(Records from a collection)
________________

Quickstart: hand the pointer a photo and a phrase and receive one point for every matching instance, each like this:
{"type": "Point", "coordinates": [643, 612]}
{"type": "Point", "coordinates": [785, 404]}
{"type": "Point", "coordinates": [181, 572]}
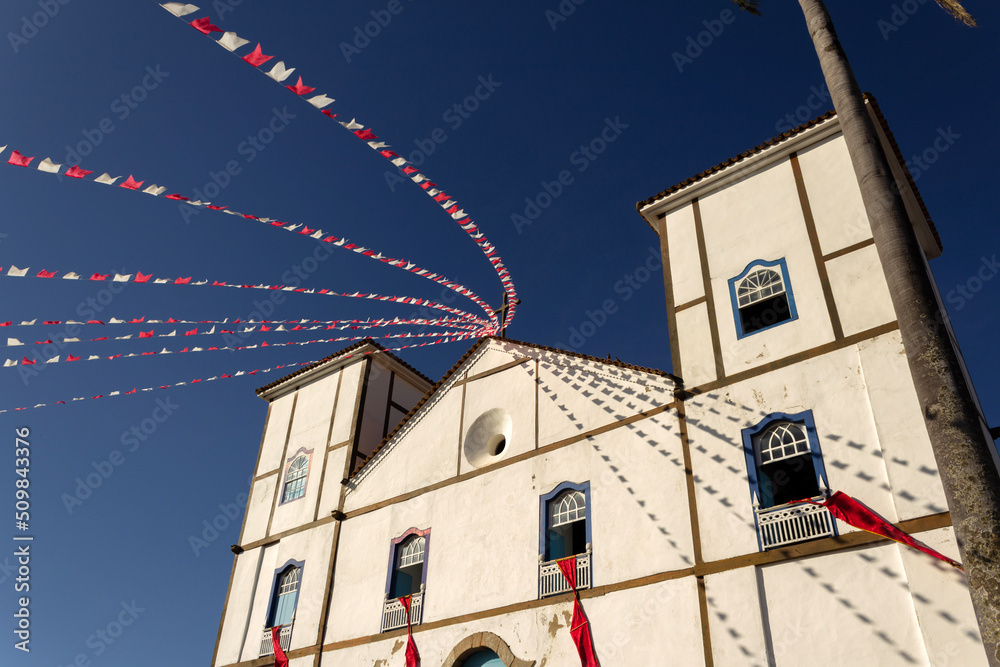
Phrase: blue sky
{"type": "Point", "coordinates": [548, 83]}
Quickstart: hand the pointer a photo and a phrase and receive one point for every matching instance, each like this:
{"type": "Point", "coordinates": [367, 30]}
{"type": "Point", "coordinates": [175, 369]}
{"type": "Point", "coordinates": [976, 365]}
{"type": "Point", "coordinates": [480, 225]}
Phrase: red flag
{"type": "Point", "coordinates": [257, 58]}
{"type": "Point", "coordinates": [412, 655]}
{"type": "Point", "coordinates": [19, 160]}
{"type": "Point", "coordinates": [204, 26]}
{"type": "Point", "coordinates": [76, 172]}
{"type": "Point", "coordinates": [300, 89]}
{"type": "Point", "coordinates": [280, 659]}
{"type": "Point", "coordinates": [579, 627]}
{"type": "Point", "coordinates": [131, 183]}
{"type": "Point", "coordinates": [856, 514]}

________________

[Objective]
Rewrite the rows above as a two-column CSV with the headers input and output, one line per row: the row's text under input and its answer under output, each in a single quoted field with line breaks changed to spaces. Leave the pictures out.

[Exercise output]
input,output
"Quickstart: hand the pointer a photo and a phrase and receive one point for every matching instance, each like this: {""type"": ""Point"", ""coordinates"": [643, 612]} {""type"": ""Point"", ""coordinates"": [785, 404]} {""type"": ""Point"", ""coordinates"": [181, 572]} Phrase: blue sky","{""type"": ""Point"", ""coordinates"": [548, 83]}"
"Quickstart: hand the pointer a photo and a phrase and receive one point for every matching instance, each like this: {""type"": ""Point"", ""coordinates"": [367, 30]} {""type"": ""Point"", ""coordinates"": [175, 369]} {""type"": ""Point"", ""coordinates"": [976, 365]} {""type"": ""Point"", ""coordinates"": [480, 225]} Phrase: red flag","{""type"": ""Point"", ""coordinates"": [257, 58]} {""type"": ""Point"", ""coordinates"": [412, 655]} {""type"": ""Point"", ""coordinates"": [19, 160]} {""type"": ""Point"", ""coordinates"": [204, 26]} {""type"": ""Point"", ""coordinates"": [76, 172]} {""type"": ""Point"", ""coordinates"": [300, 89]} {""type"": ""Point"", ""coordinates"": [280, 659]} {""type"": ""Point"", ""coordinates"": [579, 627]} {""type"": ""Point"", ""coordinates"": [131, 183]} {""type"": ""Point"", ""coordinates"": [856, 514]}"